(WRITTEN INSTRUCTION): Find and copy every line of the material below that contains the string "white". Case counts, so match lowercase only.

(RECORDS FOR THE TASK):
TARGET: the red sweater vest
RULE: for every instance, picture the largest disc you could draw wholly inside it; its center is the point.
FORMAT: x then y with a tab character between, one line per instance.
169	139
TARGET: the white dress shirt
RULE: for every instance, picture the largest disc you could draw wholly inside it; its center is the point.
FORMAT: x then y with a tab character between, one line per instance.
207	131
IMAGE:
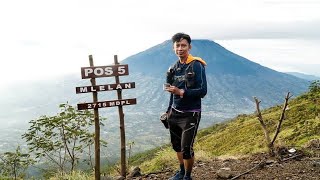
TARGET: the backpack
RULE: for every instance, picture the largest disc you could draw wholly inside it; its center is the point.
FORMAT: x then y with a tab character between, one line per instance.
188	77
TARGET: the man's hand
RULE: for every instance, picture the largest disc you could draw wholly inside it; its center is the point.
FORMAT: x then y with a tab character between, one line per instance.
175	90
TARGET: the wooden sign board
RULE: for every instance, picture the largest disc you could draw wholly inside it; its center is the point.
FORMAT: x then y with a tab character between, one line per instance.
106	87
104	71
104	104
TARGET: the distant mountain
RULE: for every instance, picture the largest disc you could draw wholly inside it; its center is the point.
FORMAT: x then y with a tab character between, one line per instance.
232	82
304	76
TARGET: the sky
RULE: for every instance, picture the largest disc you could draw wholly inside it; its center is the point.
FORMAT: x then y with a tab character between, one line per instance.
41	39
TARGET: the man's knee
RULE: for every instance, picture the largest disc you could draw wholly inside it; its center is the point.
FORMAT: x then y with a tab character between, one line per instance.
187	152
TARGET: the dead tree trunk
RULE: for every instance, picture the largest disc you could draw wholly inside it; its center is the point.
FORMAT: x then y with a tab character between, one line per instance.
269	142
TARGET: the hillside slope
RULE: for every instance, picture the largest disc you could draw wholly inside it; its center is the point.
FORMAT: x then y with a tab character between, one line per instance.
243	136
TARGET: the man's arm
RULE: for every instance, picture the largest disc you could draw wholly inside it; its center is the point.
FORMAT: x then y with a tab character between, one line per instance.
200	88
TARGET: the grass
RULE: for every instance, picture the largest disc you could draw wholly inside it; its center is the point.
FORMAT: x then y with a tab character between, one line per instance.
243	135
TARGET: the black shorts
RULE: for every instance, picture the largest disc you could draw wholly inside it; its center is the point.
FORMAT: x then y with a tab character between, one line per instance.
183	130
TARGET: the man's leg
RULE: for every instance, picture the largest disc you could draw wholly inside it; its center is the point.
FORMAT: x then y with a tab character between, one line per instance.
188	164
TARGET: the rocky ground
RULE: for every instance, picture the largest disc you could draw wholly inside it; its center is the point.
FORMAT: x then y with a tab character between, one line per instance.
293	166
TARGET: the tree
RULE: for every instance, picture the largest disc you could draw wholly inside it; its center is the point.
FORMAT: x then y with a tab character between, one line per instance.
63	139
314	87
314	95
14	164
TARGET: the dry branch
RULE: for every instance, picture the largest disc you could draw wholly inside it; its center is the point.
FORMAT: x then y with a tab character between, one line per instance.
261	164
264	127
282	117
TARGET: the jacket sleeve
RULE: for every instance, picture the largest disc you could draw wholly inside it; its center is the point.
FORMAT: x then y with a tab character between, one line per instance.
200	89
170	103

--

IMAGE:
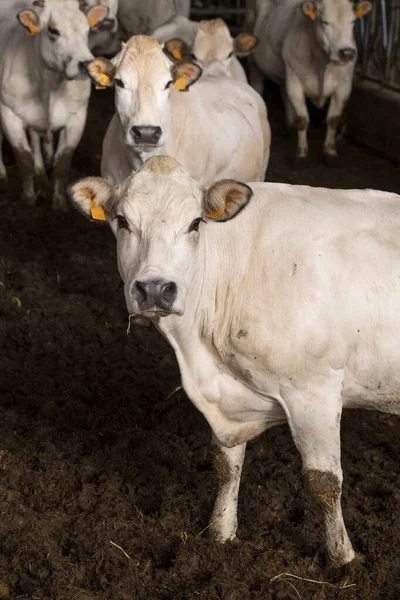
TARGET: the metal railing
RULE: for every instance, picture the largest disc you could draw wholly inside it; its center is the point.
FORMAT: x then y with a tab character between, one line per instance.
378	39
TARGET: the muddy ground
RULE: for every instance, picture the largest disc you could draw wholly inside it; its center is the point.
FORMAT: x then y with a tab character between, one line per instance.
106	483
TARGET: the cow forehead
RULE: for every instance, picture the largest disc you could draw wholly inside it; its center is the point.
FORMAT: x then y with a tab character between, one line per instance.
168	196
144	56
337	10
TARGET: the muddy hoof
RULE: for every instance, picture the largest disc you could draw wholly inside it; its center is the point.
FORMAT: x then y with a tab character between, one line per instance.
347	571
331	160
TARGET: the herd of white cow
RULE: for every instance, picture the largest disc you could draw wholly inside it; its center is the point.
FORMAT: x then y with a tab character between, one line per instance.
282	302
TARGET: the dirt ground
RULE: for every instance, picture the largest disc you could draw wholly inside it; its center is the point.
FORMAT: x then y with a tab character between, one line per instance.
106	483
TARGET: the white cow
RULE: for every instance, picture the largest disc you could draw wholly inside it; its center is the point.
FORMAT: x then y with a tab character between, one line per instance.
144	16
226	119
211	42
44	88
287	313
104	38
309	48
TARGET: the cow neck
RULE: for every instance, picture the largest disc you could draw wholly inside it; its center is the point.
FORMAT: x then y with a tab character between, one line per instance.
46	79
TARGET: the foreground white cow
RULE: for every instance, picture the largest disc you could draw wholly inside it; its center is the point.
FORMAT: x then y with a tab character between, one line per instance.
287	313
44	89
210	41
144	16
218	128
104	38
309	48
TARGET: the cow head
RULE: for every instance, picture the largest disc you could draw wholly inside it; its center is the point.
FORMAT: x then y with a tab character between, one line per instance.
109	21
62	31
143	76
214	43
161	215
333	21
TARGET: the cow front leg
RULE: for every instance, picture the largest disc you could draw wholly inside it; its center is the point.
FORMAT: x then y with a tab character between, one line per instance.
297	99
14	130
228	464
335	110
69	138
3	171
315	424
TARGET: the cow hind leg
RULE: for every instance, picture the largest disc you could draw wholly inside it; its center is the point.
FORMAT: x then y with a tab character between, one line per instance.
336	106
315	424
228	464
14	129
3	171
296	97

(TASK RESPONSE):
TARGET: the white dress shirt
TARGET: the herd of white cow
TARGET: the white cow
TARGET: the foreground white cow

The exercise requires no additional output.